▸ TASK DATA
####

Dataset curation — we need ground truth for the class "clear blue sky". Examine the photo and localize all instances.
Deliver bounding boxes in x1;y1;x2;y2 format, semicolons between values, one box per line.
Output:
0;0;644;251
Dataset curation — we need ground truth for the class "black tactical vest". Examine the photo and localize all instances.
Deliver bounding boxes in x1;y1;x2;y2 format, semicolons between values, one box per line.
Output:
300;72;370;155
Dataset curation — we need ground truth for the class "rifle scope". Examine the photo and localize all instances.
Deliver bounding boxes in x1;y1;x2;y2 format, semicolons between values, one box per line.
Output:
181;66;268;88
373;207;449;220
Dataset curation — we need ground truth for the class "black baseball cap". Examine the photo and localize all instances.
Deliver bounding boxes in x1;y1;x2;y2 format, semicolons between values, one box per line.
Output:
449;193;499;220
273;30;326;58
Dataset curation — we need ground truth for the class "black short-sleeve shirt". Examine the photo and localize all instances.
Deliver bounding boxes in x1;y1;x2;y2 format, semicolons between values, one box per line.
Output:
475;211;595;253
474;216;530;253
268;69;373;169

####

▸ WHAT THE EXERCISE ASKS
Rewrite the listing above so that every "localize all instances" becomes "mark every instance", leaving everything else unchanged.

▸ CORRECT OUTPUT
Dataset curation — we need ground truth for the class "clear blue sky". Examine the photo and mark every instance.
Deliver bounding boxes in x1;y1;x2;y2 format, semicolons between values, one box per line.
Output:
0;0;644;251
Dataset curation — we need ground truth for the class "black tactical vest". Examine the photo and mark every instance.
Deliver bounding boxes in x1;y1;x2;y2 format, semicolons between values, one box per line.
Output:
300;72;370;155
Dataset curation — we need ground truth for the class "rifle scope". Examine the photo and mark every instance.
Deliver bounding boxes in x1;y1;x2;y2 format, semicolons between values, one box per line.
Output:
181;66;268;88
373;207;449;220
Dataset curation — we need ground truth for the class "black baseball cap". Examine the photo and mark every instance.
Deliver bounding boxes in x1;y1;x2;y2 format, semicolons between values, one box per line.
Output:
449;193;499;220
273;30;326;58
Dataset curation — we need ground truth for the class "black short-sleeve shirt". Examine the photo and mark every instance.
Deliver bounding boxes in x1;y1;x2;y2 format, semicolons between values, one box per line.
Output:
475;211;595;253
474;216;530;253
268;69;373;169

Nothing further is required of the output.